▸ Task brief: Which lines of the records below contain the string "bald"? Report each of them.

▸ Provided entries:
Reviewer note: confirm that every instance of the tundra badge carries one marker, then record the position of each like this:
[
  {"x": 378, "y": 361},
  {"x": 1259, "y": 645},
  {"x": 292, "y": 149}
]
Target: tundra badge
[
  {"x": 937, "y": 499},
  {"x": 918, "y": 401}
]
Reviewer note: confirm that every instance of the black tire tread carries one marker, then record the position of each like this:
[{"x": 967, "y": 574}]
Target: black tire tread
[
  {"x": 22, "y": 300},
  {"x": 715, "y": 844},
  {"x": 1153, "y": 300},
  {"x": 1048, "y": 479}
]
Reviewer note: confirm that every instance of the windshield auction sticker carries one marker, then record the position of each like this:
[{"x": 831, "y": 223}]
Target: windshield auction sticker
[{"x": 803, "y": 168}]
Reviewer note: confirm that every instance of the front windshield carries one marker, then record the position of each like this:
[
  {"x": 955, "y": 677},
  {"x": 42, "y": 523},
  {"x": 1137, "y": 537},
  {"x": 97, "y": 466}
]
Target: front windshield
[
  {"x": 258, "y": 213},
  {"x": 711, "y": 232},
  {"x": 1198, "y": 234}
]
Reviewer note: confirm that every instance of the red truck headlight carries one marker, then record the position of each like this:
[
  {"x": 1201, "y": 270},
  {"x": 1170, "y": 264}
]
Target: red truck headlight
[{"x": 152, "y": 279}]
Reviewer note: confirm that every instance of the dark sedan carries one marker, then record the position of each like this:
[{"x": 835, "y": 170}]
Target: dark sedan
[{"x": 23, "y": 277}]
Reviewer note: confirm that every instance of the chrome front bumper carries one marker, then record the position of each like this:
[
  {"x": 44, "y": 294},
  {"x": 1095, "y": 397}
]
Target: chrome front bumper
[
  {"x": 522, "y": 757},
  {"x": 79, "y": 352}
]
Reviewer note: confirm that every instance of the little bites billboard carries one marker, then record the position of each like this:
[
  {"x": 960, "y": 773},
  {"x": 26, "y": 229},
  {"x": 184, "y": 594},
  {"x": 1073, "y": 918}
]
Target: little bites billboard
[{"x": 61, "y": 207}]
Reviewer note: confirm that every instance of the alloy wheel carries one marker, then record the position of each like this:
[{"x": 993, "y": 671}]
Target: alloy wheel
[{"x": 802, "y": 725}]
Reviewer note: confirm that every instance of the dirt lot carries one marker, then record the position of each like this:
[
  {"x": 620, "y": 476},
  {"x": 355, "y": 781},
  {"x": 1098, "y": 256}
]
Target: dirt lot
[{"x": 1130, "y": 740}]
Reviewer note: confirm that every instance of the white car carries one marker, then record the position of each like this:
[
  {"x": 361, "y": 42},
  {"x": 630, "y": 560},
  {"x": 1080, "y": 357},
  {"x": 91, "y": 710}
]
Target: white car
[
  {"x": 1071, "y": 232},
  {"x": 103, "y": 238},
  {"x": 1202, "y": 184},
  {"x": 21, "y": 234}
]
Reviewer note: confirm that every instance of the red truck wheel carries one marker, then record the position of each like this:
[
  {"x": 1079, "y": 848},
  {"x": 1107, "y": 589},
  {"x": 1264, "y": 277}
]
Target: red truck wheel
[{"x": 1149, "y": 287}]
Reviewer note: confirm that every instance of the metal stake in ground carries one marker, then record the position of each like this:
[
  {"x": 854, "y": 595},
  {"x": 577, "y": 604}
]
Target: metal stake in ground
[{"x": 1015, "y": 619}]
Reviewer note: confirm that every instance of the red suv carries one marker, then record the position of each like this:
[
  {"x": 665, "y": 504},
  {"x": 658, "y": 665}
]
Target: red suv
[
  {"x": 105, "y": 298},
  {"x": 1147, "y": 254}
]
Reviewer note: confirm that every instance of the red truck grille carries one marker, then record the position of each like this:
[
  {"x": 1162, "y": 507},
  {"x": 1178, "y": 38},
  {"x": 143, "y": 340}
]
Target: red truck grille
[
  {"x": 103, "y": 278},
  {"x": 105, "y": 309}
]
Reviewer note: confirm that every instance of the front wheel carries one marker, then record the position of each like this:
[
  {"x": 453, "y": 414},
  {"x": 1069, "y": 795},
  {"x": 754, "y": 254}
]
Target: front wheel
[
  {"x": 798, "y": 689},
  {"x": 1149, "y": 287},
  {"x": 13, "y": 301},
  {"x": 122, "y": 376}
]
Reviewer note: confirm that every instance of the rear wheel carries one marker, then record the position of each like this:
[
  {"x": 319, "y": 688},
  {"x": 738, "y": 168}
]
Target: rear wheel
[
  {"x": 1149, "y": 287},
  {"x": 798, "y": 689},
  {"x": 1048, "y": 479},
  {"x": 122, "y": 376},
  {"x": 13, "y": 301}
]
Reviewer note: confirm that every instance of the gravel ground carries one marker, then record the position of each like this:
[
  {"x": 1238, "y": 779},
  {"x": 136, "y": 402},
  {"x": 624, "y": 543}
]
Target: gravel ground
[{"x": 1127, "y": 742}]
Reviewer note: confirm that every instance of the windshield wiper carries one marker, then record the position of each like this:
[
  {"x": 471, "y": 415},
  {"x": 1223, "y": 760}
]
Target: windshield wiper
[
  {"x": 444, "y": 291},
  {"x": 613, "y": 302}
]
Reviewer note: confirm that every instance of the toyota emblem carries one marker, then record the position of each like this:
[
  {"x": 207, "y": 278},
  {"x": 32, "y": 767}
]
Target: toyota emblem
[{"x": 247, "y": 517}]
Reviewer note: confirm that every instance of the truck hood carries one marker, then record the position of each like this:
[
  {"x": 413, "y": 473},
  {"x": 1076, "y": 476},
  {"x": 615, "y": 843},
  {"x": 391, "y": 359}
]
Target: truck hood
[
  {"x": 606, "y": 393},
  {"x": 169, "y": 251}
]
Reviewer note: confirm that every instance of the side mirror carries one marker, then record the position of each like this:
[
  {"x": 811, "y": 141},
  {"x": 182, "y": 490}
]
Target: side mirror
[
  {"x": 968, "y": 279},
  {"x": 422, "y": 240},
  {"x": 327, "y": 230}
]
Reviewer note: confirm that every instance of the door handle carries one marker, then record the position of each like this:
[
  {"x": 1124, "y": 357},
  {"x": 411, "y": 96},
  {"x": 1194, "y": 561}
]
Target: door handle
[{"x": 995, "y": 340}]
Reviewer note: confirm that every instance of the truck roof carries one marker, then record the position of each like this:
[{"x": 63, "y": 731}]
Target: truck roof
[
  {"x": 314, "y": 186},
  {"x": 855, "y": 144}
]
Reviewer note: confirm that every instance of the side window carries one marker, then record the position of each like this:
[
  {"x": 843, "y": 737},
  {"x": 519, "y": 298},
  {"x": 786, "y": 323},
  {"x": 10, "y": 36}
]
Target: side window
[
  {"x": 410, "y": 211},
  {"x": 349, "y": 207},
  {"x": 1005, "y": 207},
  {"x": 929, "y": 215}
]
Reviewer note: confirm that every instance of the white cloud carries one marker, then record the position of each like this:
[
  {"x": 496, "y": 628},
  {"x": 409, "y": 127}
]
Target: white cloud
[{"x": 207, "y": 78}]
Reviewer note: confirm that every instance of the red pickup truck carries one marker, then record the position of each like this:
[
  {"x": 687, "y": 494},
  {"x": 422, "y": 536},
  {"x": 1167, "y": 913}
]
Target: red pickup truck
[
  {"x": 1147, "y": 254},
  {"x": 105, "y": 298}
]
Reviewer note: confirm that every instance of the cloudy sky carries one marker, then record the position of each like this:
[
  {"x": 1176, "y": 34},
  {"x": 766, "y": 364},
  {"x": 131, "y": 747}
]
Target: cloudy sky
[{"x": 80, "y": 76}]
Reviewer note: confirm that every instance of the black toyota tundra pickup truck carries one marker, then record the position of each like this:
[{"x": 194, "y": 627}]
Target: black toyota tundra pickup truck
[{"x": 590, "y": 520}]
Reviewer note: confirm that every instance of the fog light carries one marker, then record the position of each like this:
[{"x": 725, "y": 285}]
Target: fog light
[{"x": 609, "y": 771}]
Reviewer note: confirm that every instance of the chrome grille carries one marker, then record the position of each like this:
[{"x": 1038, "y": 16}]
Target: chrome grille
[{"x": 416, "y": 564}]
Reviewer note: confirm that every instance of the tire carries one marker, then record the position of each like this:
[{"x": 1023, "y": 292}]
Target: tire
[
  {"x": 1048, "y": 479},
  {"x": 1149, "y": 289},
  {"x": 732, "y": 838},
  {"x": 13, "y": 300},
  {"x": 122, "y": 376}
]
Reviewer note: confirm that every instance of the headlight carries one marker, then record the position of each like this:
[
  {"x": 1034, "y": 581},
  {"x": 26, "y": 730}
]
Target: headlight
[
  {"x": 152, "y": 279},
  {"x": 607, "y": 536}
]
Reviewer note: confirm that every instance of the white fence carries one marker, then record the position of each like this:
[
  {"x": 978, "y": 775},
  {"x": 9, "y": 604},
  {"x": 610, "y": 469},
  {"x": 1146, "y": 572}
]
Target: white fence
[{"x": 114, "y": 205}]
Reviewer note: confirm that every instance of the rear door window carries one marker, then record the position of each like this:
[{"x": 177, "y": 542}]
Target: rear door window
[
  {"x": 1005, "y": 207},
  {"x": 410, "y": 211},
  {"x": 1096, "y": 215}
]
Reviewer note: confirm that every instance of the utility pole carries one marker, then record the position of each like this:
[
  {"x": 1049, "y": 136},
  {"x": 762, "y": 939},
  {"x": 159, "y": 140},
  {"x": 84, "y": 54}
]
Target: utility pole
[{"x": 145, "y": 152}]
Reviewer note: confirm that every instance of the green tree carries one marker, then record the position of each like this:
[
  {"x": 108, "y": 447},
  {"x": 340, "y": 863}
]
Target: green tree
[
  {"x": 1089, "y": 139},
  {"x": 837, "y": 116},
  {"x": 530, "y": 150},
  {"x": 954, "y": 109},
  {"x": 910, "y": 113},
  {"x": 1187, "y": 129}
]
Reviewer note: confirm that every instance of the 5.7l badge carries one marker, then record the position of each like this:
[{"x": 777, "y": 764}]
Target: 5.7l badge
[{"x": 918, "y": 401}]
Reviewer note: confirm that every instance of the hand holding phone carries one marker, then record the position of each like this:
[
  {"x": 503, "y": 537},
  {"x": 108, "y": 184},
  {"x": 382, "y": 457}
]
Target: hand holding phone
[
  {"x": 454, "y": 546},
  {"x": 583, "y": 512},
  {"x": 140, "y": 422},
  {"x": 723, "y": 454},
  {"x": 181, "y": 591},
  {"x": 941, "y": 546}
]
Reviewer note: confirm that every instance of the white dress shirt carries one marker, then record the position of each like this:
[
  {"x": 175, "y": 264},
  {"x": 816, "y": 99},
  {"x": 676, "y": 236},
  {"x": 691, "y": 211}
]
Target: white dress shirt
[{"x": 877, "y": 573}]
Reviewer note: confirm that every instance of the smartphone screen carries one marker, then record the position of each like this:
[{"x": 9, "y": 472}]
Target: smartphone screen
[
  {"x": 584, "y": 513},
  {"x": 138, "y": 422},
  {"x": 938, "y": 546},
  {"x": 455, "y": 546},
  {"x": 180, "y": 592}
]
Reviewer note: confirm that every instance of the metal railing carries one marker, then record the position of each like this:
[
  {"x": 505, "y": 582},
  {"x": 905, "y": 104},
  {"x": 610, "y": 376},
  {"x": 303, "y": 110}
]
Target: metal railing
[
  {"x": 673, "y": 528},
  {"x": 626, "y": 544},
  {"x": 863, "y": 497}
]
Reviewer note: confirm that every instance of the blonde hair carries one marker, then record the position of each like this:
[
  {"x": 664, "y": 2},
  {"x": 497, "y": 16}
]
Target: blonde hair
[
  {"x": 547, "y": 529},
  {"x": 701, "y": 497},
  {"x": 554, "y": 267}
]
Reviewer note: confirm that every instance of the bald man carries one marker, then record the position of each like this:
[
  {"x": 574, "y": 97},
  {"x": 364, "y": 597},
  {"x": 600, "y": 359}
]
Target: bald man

▸ Result for this exercise:
Reviewer note: confirm that every instance of the bald man carries one marker, then record the position of each like this:
Target: bald man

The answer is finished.